→ **Source document**
----------
Exercise 4-3. Airspace Diseases
Collapse of the right upper lobe due to bronchial obstruction
Airspace consolidation of the right middle lobe
Empyema loculated within the right major fissure
Carcinoma in the right upper lobe
(Both of these patients have airspace opacities)
4-7. In this case (Figure 4-20), the opacity involves multiple lobes bilaterally (A is the correct answer to Question 4-7.).
4-8. In this case (Figure 4-21), the opacity is in the right middle lobe and obscures the medial margin of the heart. On the lateral view of this patient, the margins are sharply demarcated by the fissures, indicating the lobar nature of the process. Radiolucent structures that exhibit a branching pattern are noted to arborize through both opacities (B is the correct answer to Question 4-8.).
The patient in Figure 4-20 has pulmonary hemorrhage as a consequence of underlying Wegener’s granulomatosis, manifested as multilobar airspace disease bilaterally, also seen on CT (Figure 4-22). The patient in Figure 4-21 has pneumococcal pneumonia (Streptococcus pneumoniae) in the right middle lobe. The opacity seen on both radiographs is best described as airspace disease. The alveoli, or airspaces, that are normally filled with air have become filled with exudate. The exudate-filled alveoli surround the bronchi, so that the air-filled bronchi are visible as radiolucent branching structures within the more radiopaque background (Figure 4-23). Airspace disease is often lobar (Figure 4-21), multilobar, or diffuse (Figure 4-20) in distribution. The process may initially appear as multiple ill-defined nodules that rapidly coalesce. These nodules are the shadows of fluid-filled acini. They are 6 to 10 mm in diameter and always have ill-defined margins. The margins of these coalescing opacities are difficult to outline. Although there can be associated volume loss as the surfactant within the alveoli is lost, the signs of volume loss are often subtle and do not account for the opacity seen within the lung. Once airspace disease is identified, an attempt should be made to determine its cause. Airspace disease that appears suddenly or exhibits change over hours to days is due either to pulmonary hemorrhage or to contusion, pneumonia, or pulmonary edema (blood, pus, or water). The patient’s clinical history, physical examination, and laboratory data help to determine the most likely diagnosis. In patients likely to have infectious disorders, the responsible organism is usually not identified at first treatment, and the patient is just given antibiotics. In patients who do not respond to this initial treatment, an attempt should be made to identify the organism.
Figure 4-22.
Axial CT image of the patient in Figure 4-20 shows diffuse airspace opacities representing blood-filled alveoli in this patient with hemoptysis.
----------
→ **Extracted data**
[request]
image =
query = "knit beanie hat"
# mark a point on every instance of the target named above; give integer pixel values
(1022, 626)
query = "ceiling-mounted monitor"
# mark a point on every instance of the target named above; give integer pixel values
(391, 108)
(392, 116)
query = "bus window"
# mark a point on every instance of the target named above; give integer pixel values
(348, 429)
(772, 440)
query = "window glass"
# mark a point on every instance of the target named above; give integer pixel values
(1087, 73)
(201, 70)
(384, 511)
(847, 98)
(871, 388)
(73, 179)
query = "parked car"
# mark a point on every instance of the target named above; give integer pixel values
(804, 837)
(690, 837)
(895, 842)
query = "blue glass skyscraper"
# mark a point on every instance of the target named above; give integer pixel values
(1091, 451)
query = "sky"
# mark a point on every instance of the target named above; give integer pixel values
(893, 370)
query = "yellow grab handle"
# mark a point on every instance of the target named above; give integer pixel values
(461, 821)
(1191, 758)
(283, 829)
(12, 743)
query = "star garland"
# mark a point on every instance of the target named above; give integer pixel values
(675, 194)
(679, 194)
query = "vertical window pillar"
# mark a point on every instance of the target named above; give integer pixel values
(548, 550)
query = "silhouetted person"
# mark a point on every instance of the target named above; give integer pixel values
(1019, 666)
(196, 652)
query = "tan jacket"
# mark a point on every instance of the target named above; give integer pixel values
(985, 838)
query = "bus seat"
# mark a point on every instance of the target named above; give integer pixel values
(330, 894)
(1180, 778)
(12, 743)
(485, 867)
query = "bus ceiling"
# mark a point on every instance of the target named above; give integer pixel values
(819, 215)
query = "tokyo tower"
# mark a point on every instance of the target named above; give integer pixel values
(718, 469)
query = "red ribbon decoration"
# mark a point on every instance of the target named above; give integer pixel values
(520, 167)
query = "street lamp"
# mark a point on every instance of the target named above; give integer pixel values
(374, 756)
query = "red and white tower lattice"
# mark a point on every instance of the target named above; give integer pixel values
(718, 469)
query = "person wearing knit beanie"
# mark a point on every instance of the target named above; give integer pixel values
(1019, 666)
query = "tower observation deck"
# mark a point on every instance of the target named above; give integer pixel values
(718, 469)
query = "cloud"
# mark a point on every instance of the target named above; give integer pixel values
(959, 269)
----------
→ **Task to complete**
In the text on airspace diseases, what size are the nodules that are shadows of fluid-filled acini? The lines are separate material, unrelated to the text on airspace diseases.

→ **Your solution**
They are 6 to 10 mm in diameter.